◆ TASK MATERIAL
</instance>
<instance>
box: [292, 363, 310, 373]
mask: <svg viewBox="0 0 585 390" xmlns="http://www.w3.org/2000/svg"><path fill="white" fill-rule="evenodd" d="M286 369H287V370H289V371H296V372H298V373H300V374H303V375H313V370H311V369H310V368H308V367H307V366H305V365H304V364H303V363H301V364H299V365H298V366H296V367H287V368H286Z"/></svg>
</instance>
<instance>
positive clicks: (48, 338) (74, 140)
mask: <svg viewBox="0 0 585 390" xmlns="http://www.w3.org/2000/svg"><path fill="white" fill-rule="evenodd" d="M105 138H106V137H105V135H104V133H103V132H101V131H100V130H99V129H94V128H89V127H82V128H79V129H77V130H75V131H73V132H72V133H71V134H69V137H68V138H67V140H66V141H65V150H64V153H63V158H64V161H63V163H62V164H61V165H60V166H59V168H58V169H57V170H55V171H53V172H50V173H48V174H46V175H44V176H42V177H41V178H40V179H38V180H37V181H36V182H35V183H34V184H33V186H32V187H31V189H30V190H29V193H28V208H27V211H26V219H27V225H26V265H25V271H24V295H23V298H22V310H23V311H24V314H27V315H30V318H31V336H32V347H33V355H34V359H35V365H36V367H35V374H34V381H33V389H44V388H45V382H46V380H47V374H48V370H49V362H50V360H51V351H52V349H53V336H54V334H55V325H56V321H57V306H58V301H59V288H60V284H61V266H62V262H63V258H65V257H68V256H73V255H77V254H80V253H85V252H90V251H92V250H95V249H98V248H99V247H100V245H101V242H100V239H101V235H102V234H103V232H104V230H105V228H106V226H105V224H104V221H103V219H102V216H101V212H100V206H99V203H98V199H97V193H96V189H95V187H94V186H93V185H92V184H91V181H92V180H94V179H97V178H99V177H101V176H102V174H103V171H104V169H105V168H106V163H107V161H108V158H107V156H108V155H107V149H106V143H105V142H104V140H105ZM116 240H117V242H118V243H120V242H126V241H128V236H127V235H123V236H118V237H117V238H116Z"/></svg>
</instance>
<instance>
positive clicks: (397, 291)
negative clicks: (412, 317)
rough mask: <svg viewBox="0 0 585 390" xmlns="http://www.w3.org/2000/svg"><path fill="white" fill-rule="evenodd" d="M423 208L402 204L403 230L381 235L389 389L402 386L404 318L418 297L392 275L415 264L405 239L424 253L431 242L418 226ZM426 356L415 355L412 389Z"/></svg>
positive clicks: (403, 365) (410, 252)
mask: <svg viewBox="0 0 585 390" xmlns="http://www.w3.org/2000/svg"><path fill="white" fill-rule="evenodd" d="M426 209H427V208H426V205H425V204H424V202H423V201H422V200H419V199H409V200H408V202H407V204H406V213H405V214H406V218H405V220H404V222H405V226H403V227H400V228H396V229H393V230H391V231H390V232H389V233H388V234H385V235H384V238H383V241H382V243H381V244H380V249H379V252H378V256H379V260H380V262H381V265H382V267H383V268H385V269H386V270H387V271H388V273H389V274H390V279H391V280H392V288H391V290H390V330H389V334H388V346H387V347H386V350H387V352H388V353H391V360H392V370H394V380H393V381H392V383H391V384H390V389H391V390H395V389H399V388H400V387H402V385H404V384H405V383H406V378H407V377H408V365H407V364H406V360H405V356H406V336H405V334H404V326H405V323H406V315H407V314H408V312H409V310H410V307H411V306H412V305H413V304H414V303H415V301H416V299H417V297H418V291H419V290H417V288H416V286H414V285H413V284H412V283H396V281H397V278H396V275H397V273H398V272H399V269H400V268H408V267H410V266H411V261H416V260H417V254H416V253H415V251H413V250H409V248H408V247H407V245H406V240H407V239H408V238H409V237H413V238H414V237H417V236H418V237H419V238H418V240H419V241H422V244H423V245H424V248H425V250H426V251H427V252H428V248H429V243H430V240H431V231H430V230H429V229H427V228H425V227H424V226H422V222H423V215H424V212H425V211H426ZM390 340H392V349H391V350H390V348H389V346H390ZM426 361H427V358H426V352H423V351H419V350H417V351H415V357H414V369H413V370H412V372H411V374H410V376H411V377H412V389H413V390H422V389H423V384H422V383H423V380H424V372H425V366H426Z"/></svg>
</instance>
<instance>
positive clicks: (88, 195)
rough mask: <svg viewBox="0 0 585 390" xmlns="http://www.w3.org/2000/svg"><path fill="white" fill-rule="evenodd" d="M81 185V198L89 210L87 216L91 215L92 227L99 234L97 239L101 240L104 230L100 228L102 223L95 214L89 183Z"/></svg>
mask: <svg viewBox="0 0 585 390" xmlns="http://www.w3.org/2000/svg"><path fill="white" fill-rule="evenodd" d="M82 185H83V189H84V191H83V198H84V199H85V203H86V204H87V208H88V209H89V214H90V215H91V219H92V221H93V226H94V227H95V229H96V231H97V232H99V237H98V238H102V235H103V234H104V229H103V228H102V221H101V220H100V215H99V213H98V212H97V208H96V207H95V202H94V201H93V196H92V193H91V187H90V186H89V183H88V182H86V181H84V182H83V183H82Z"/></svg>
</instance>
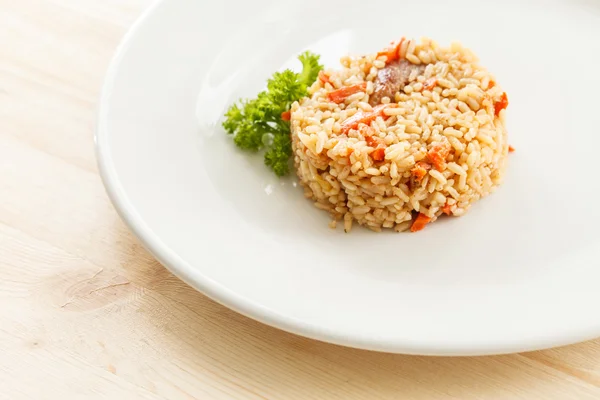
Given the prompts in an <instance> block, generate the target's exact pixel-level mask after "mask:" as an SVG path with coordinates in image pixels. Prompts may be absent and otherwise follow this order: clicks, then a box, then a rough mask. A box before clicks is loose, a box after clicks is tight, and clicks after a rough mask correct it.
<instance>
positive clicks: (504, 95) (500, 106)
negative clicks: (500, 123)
mask: <svg viewBox="0 0 600 400" xmlns="http://www.w3.org/2000/svg"><path fill="white" fill-rule="evenodd" d="M506 107H508V97H506V92H504V93H502V97H500V100H499V101H498V102H496V103H495V104H494V114H495V115H496V117H497V116H498V115H500V111H502V110H504V109H505V108H506Z"/></svg>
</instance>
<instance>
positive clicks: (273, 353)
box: [117, 237, 600, 400]
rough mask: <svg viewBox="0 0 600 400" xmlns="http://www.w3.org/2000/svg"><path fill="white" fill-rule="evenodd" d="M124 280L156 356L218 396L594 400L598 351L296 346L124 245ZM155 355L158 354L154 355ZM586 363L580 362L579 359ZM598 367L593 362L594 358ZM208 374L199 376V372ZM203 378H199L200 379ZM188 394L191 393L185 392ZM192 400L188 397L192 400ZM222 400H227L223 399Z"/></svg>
mask: <svg viewBox="0 0 600 400" xmlns="http://www.w3.org/2000/svg"><path fill="white" fill-rule="evenodd" d="M117 245H118V246H125V248H122V249H121V250H123V251H121V252H120V253H121V254H122V255H123V256H124V258H127V259H125V260H122V261H123V267H124V268H125V269H126V271H127V274H128V275H129V279H131V280H132V281H133V282H134V283H135V284H137V285H139V286H141V287H143V288H144V290H145V292H146V295H148V296H153V301H149V302H142V303H141V304H142V305H141V309H140V310H139V311H140V312H141V313H142V314H143V315H144V316H145V319H144V321H145V323H146V324H147V326H144V327H143V328H144V329H146V330H148V329H151V330H153V331H154V332H153V335H154V337H157V338H158V339H157V340H159V341H160V345H159V347H160V351H161V357H167V358H168V359H169V360H171V361H172V362H173V363H174V364H176V365H177V366H179V367H180V368H183V369H186V370H187V372H189V373H190V374H192V376H194V375H196V376H198V378H200V377H201V376H202V375H206V374H209V375H212V374H214V376H215V377H218V379H215V382H214V383H213V384H214V385H217V386H218V385H220V386H222V388H220V389H219V391H221V390H222V391H224V392H226V393H229V391H230V390H233V391H235V392H240V393H243V398H264V399H303V400H304V399H344V400H346V399H369V400H370V399H413V398H414V399H421V398H422V399H437V398H457V399H479V398H481V399H488V398H510V399H521V398H523V399H525V398H538V397H536V396H539V395H540V391H543V392H544V393H546V392H547V393H548V395H549V396H556V397H548V396H546V397H544V398H566V397H568V396H575V397H568V398H578V399H583V398H596V397H594V396H595V395H597V394H598V392H597V391H596V390H597V387H598V386H600V375H598V374H594V373H593V372H591V371H592V370H593V369H595V370H596V371H597V370H598V365H597V364H598V363H597V362H595V361H594V357H590V354H592V353H594V352H596V355H597V354H598V350H599V346H598V345H599V343H598V342H588V343H584V344H580V345H575V346H570V347H567V348H562V349H555V350H547V351H542V352H534V353H526V354H519V355H505V356H491V357H462V358H452V357H421V356H406V355H396V354H386V353H376V352H370V351H364V350H357V349H351V348H345V347H342V346H337V345H332V344H327V343H323V342H319V341H315V340H311V339H306V338H303V337H300V336H297V335H294V334H290V333H286V332H283V331H280V330H278V329H275V328H272V327H269V326H266V325H264V324H261V323H259V322H256V321H254V320H251V319H249V318H246V317H244V316H242V315H240V314H238V313H236V312H233V311H231V310H229V309H227V308H225V307H223V306H221V305H219V304H217V303H215V302H214V301H212V300H210V299H209V298H207V297H206V296H204V295H202V294H201V293H199V292H197V291H195V290H194V289H192V288H191V287H189V286H188V285H186V284H185V283H183V282H182V281H180V280H179V279H178V278H176V277H175V276H173V275H172V274H171V273H170V272H168V271H167V270H166V269H165V268H164V267H162V266H161V265H160V264H159V263H158V262H157V261H155V260H154V259H153V258H152V257H151V256H150V255H149V254H148V253H147V252H146V251H145V250H144V249H143V248H142V246H141V245H140V244H139V243H138V242H137V241H136V240H135V239H134V238H133V237H130V241H126V242H121V243H119V244H117ZM163 353H164V354H163ZM586 357H587V358H586ZM595 360H598V357H595ZM207 370H208V371H207ZM204 379H205V378H204ZM190 395H191V396H194V394H192V393H190ZM192 398H193V397H192ZM224 398H229V397H228V395H226V394H224Z"/></svg>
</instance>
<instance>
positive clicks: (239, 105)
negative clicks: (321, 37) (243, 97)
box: [223, 51, 323, 176]
mask: <svg viewBox="0 0 600 400" xmlns="http://www.w3.org/2000/svg"><path fill="white" fill-rule="evenodd" d="M298 59H299V60H300V62H301V63H302V72H300V73H296V72H293V71H291V70H289V69H287V70H285V71H282V72H276V73H274V74H273V76H272V77H271V79H269V80H268V81H267V89H266V90H265V91H262V92H260V93H259V94H258V95H257V96H256V98H254V99H251V100H240V101H238V102H237V103H234V104H233V105H231V107H230V108H229V109H228V110H227V112H226V113H225V120H224V121H223V128H224V129H225V131H226V132H227V133H228V134H231V135H233V142H234V143H235V144H236V145H237V146H238V147H239V148H241V149H244V150H248V151H253V152H256V151H259V150H263V149H264V150H265V165H267V166H268V167H270V168H271V169H272V170H273V172H275V174H277V176H284V175H286V174H288V173H289V169H290V168H289V165H290V157H291V156H292V143H291V139H290V123H289V122H288V121H284V120H283V119H282V118H281V114H282V113H283V112H285V111H288V110H289V109H290V107H291V105H292V103H293V102H294V101H298V100H300V99H301V98H303V97H305V96H307V95H308V88H309V87H310V86H311V85H312V84H313V83H314V82H315V80H316V79H317V77H318V75H319V71H321V70H322V69H323V66H322V65H321V64H319V56H318V55H316V54H313V53H311V52H308V51H307V52H304V53H302V54H300V56H298Z"/></svg>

◆ WHAT TO PRODUCE
Return the entries above unchanged, starting at the first line and stopping after the line with "positive clicks: (397, 291)".

◆ TASK SOLUTION
</instance>
<instance>
box: [292, 363, 310, 373]
mask: <svg viewBox="0 0 585 390" xmlns="http://www.w3.org/2000/svg"><path fill="white" fill-rule="evenodd" d="M286 369H287V370H289V371H296V372H298V373H300V374H303V375H313V370H311V369H310V368H308V367H307V366H305V365H304V364H303V363H301V364H299V365H298V366H296V367H287V368H286Z"/></svg>
</instance>
<instance>
positive clicks: (48, 338) (74, 140)
mask: <svg viewBox="0 0 585 390" xmlns="http://www.w3.org/2000/svg"><path fill="white" fill-rule="evenodd" d="M105 138H106V137H105V135H104V133H103V132H101V131H100V130H99V129H94V128H89V127H82V128H79V129H77V130H75V131H73V132H72V133H71V134H69V137H68V138H67V140H66V141H65V150H64V153H63V158H64V161H63V163H62V164H61V165H60V166H59V168H58V169H57V170H55V171H53V172H50V173H48V174H46V175H44V176H42V177H41V178H40V179H38V180H37V181H36V182H35V183H34V184H33V186H32V187H31V189H30V190H29V193H28V208H27V211H26V219H27V225H26V265H25V271H24V295H23V298H22V310H23V311H24V314H27V315H30V318H31V336H32V347H33V355H34V359H35V365H36V367H35V374H34V381H33V389H44V388H45V382H46V380H47V374H48V370H49V362H50V360H51V351H52V349H53V336H54V334H55V325H56V321H57V306H58V301H59V288H60V284H61V266H62V262H63V258H65V257H68V256H73V255H77V254H80V253H85V252H90V251H92V250H95V249H98V248H99V247H100V245H101V242H100V239H101V235H102V234H103V232H104V230H105V228H106V226H105V224H104V221H103V219H102V216H101V212H100V206H99V203H98V199H97V193H96V189H95V187H94V186H93V185H92V184H91V181H92V180H94V179H97V178H99V177H101V176H102V174H103V171H104V169H105V168H106V163H107V161H108V158H107V156H108V155H107V149H106V143H105V142H104V140H105ZM116 240H117V242H118V243H120V242H126V241H128V236H127V235H123V236H118V237H117V238H116Z"/></svg>
</instance>
<instance>
positive clicks: (397, 291)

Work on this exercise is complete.